_WHAT YOU SHOULD DO_
Count how many lines in the records below contain the string "chimney". Reply with that number alone.

_RECORD SET_

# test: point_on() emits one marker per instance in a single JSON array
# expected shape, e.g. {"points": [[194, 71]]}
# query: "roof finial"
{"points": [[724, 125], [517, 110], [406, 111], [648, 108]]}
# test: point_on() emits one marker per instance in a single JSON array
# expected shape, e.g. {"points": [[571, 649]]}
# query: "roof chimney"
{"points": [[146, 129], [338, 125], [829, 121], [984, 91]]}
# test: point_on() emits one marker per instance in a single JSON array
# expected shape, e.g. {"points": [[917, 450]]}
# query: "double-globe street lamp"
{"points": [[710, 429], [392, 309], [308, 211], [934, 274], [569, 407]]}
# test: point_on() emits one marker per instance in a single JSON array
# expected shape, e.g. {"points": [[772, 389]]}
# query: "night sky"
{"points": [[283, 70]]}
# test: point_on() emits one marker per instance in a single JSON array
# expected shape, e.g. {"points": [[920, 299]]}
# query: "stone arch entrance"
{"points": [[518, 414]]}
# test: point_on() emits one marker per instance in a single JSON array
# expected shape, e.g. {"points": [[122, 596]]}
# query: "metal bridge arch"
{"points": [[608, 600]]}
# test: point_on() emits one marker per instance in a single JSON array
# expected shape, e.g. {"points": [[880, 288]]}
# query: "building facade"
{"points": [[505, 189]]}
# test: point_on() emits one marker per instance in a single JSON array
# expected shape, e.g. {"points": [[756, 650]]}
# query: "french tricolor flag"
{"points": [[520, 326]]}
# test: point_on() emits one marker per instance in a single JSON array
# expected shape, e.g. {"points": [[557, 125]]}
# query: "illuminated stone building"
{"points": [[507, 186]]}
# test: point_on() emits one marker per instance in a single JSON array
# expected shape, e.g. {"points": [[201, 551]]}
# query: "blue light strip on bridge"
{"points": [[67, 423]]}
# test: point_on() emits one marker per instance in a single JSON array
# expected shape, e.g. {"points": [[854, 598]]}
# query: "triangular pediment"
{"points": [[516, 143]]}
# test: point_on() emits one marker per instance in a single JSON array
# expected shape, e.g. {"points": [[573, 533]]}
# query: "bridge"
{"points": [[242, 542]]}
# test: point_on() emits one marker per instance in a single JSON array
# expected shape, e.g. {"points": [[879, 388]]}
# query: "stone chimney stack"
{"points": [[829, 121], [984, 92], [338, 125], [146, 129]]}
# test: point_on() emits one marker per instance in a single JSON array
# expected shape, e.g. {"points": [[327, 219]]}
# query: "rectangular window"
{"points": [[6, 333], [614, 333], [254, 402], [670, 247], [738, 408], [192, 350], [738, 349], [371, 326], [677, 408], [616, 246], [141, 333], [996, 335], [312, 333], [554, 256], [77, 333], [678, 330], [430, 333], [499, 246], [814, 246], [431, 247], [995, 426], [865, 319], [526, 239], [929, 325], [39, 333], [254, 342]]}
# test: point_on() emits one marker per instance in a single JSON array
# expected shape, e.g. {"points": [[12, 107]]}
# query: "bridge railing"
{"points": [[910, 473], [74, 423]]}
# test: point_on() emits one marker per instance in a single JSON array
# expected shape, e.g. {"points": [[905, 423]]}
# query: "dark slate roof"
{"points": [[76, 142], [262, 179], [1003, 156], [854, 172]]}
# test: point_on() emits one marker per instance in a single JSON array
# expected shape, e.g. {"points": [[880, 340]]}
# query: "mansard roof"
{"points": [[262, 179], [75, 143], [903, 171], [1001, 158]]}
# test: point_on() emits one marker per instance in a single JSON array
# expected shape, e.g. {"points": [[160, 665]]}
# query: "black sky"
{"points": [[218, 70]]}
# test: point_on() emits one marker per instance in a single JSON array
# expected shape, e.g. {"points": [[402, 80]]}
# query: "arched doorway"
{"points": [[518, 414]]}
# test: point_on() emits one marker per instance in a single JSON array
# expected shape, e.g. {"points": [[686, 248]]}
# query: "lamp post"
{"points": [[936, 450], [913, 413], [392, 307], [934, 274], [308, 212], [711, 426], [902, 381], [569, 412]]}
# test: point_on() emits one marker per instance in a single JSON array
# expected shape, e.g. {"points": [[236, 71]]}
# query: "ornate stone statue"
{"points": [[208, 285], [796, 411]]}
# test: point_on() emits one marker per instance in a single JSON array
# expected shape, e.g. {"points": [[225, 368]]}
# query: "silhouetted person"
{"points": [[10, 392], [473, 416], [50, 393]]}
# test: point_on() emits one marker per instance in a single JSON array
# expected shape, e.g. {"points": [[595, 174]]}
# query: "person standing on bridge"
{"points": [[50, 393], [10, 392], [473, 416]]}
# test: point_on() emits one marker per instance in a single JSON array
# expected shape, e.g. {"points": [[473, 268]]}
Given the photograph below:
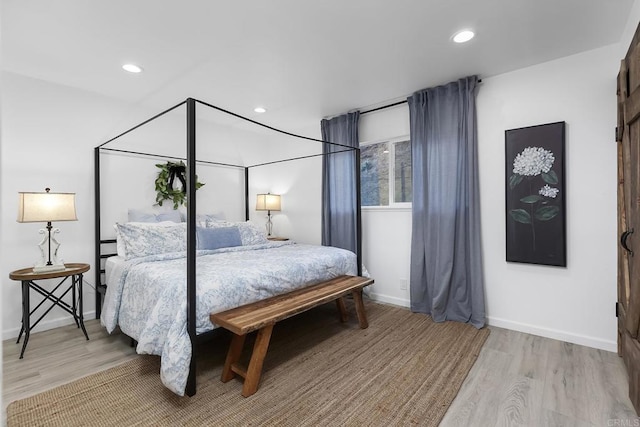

_WRITTEN SOLUTION_
2